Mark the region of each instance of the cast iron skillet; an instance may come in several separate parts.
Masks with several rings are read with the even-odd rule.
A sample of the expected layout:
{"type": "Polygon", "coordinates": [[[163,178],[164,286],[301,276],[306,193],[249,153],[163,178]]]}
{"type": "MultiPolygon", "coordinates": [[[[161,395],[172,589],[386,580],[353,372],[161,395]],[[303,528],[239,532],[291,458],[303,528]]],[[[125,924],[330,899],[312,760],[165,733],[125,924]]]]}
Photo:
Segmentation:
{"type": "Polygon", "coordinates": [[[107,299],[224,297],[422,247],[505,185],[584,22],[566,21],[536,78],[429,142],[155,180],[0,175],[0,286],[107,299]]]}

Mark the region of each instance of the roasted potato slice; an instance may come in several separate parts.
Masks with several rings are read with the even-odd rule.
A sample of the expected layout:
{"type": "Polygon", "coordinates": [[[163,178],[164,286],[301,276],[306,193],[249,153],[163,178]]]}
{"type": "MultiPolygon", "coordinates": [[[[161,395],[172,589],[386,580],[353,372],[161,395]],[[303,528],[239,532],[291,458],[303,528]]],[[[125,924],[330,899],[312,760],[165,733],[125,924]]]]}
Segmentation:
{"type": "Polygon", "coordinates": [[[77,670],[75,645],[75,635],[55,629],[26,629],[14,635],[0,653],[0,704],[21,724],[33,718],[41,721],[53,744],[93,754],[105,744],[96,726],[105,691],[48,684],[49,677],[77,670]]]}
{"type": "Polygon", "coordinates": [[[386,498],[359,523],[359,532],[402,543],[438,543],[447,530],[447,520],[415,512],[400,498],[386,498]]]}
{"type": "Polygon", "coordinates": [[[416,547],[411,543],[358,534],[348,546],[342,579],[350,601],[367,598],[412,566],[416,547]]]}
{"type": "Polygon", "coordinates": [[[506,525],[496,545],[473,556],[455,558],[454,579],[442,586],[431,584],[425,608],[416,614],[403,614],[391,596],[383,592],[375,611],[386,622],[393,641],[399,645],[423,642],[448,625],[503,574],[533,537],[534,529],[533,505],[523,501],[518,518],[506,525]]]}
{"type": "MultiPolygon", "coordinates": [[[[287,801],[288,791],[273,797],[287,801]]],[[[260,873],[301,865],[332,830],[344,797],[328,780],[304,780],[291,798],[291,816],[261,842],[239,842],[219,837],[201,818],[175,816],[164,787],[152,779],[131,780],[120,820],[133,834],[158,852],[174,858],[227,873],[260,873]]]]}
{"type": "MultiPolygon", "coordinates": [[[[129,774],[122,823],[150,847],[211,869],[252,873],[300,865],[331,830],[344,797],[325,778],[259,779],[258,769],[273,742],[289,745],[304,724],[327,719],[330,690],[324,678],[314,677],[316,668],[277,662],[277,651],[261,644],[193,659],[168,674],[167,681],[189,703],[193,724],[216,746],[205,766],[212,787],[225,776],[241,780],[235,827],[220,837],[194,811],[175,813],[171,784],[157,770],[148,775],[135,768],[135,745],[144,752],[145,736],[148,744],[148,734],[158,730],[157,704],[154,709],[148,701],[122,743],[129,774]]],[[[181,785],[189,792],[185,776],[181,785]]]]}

──────

◆ Your instructions ◆
Reproduce all data above, unchanged.

◆ The output ◆
Mark the region of each instance of the cast iron skillet; an instance may come in several separate parts.
Masks with several rings are read with the even-odd rule.
A sample of the expected layout:
{"type": "Polygon", "coordinates": [[[163,178],[164,286],[301,276],[306,193],[249,153],[163,178]]]}
{"type": "MultiPolygon", "coordinates": [[[[161,395],[172,589],[386,580],[353,372],[161,395]],[[303,528],[239,532],[291,458],[303,528]]],[[[125,924],[330,899],[312,760],[165,733],[125,924]]]]}
Photo:
Segmentation:
{"type": "Polygon", "coordinates": [[[107,299],[224,297],[422,247],[505,185],[584,22],[566,21],[536,78],[429,142],[155,180],[0,175],[0,286],[107,299]]]}

Mark the region of each instance of the roasted potato slice; an instance may come in several separate parts.
Masks with several rings are read with the even-odd rule.
A sample of the expected layout:
{"type": "Polygon", "coordinates": [[[163,178],[164,286],[301,276],[306,193],[249,153],[163,178]]]}
{"type": "MultiPolygon", "coordinates": [[[[161,395],[172,589],[386,580],[353,372],[161,395]],[[303,528],[239,532],[291,458],[303,528]]],[[[125,924],[330,899],[312,760],[165,733],[125,924]]]]}
Segmentation:
{"type": "Polygon", "coordinates": [[[77,670],[75,645],[75,635],[55,629],[26,629],[14,635],[0,653],[0,704],[21,724],[33,718],[41,721],[53,744],[93,754],[105,744],[96,726],[105,691],[48,684],[49,677],[77,670]]]}
{"type": "Polygon", "coordinates": [[[386,498],[359,523],[359,532],[402,543],[438,543],[447,530],[447,520],[415,512],[400,498],[386,498]]]}
{"type": "Polygon", "coordinates": [[[416,547],[411,543],[358,534],[348,546],[342,579],[350,601],[367,598],[412,566],[416,547]]]}
{"type": "Polygon", "coordinates": [[[506,525],[496,545],[473,556],[455,558],[454,579],[442,586],[431,584],[425,608],[416,614],[403,614],[391,596],[383,592],[375,611],[386,622],[393,641],[399,645],[423,642],[448,625],[503,574],[533,537],[534,529],[533,505],[523,501],[518,518],[506,525]]]}
{"type": "MultiPolygon", "coordinates": [[[[287,801],[288,791],[273,797],[287,801]]],[[[260,873],[301,865],[332,830],[344,797],[328,780],[304,780],[291,798],[291,816],[261,842],[239,842],[219,837],[201,818],[175,816],[164,787],[152,779],[131,780],[120,820],[133,834],[158,852],[174,858],[227,873],[260,873]]]]}
{"type": "MultiPolygon", "coordinates": [[[[129,774],[122,823],[150,847],[211,869],[252,873],[300,865],[331,830],[344,797],[325,778],[259,779],[258,769],[273,742],[289,745],[304,724],[327,719],[330,690],[324,678],[314,677],[316,668],[277,662],[277,651],[261,644],[193,659],[168,674],[167,681],[189,703],[193,724],[216,746],[205,766],[212,787],[225,776],[241,780],[235,827],[220,837],[194,811],[175,813],[171,784],[157,770],[148,775],[135,768],[135,745],[144,752],[145,736],[148,744],[148,734],[158,730],[157,704],[154,709],[148,701],[122,743],[129,774]]],[[[181,785],[189,792],[185,776],[181,785]]]]}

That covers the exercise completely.